## Text section
====
In the study by Verburg et al. [12], the model was trained on maximum intensity projection (MIP) images obtained by subtracting the pre-contrast image from the first post-contrast image of the dynamic contrast-enhanced MRI series. To overcome the limitations of full-protocol screening MRI, such as cost, patient tolerance, table time, and reading time, abbreviated breast MRI has been introduced as a screening examination, particularly in average-risk female [418]. Despite variations among institutions, the protocol for abbreviated breast MRI usually includes a pre-contrast image, the first post-contrast image, and their derived images (subtraction and MIP images) [3]. Therefore, the study results are compatible with and may enhance the efficiency of MRI screening programs using the abbreviated protocol. Notably, the study also provided a deep SHapley Additive exPlanations (SHAP) color map that overlaid MIP images with a color range from blue to red, indicating negative and positive SHAP values corresponding to a low or high probability of lesion presence, respectively. Dealing with the “black box” issue of AI, this is likely to increase the transparency and accountability of the AI model by allowing an intuitive and fast explanation of the AI decision [19].
====
## Problems to work on
• A. Rewrite the paragraph of the text on AI and breast MRI that begins "In the study by Verburg et al." as a short bulleted list that keeps its main facts.
• B. Translate this sentence from the text on AI and breast MRI into Spanish: "Therefore, the study results are compatible with and may enhance the efficiency of MRI screening programs using the abbreviated protocol."
• C. According to the text on AI and breast MRI, what color range does the SHAP color map use?
The material that follows has no connection to the text on AI and breast MRI.

## Dataset excerpt
====
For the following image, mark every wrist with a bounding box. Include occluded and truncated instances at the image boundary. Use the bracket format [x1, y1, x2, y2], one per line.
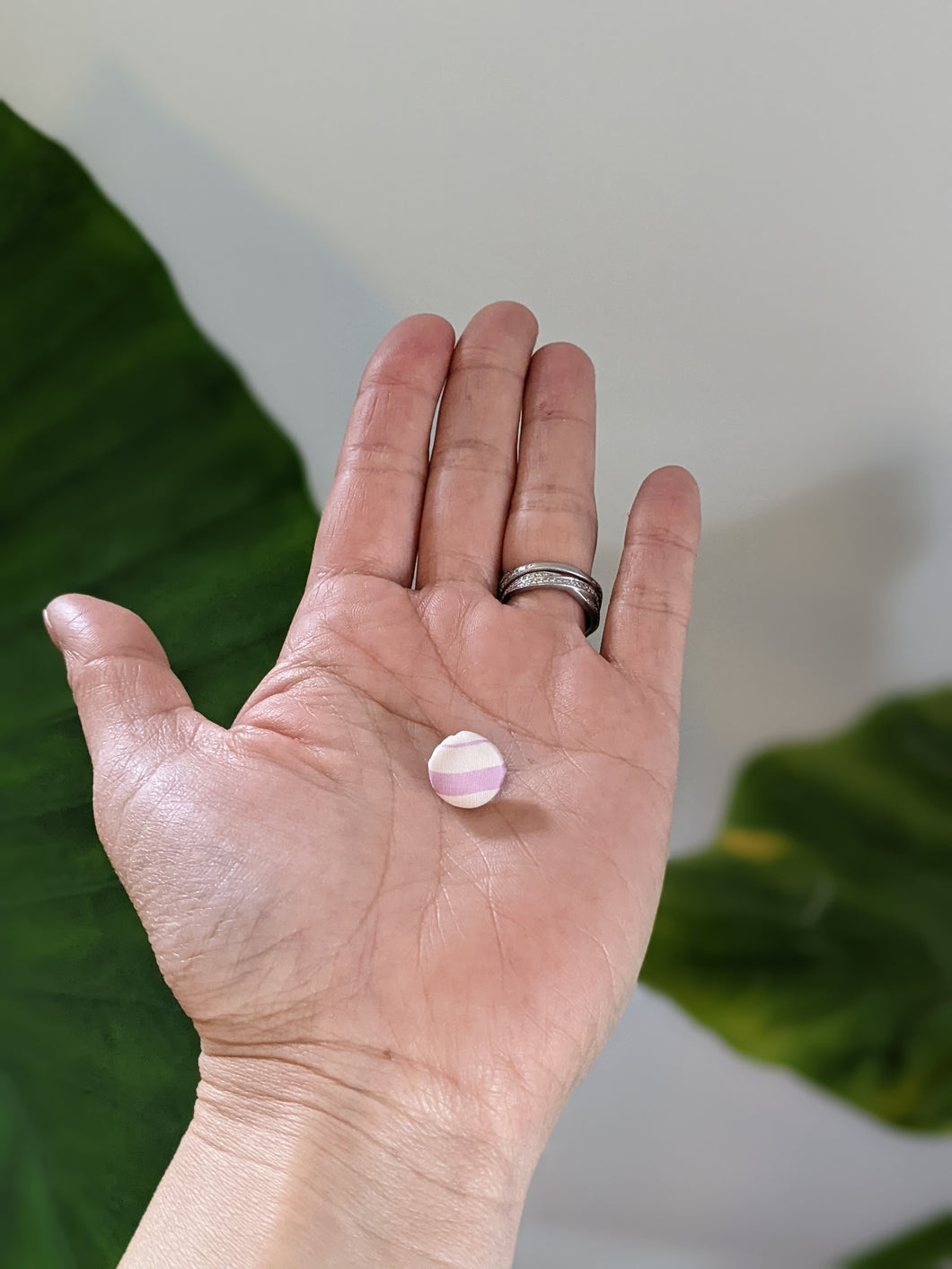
====
## Results of the tasks
• A.
- The Verburg et al. model was trained on MIP images made by subtracting the pre-contrast image from the first post-contrast image of the dynamic contrast-enhanced MRI series.
- Abbreviated breast MRI was introduced for screening, particularly in average-risk women, to overcome the cost, patient tolerance, table time and reading time limitations of full-protocol MRI.
- The abbreviated protocol usually includes a pre-contrast image, the first post-contrast image, and their derived subtraction and MIP images, though it varies among institutions.
- The study's results are therefore compatible with abbreviated-protocol screening programs and may make them more efficient.
- The study also provided a deep SHAP color map overlaid on MIP images. It ranges from blue (negative values, low probability of a lesion) to red (positive values, high probability).
- The map addresses AI's "black box" issue and is likely to increase transparency and accountability by giving an intuitive, fast explanation of the AI's decision.

• B. Por lo tanto, los resultados del estudio son compatibles con los programas de cribado por resonancia magnética que utilizan el protocolo abreviado y pueden mejorar su eficiencia.

• C. It ranges from blue to red.